What is expected | Word for word, repeat each entry that follows.

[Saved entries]

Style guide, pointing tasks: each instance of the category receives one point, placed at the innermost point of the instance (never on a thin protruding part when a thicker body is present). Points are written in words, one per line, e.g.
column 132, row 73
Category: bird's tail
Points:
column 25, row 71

Exercise response |
Style guide, pointing tasks: each instance of the category receives one point, placed at the innermost point of the instance (never on a thin protruding part when a thicker body is present). Points are written in words, one per line, e.g.
column 132, row 73
Category: bird's tail
Points:
column 25, row 71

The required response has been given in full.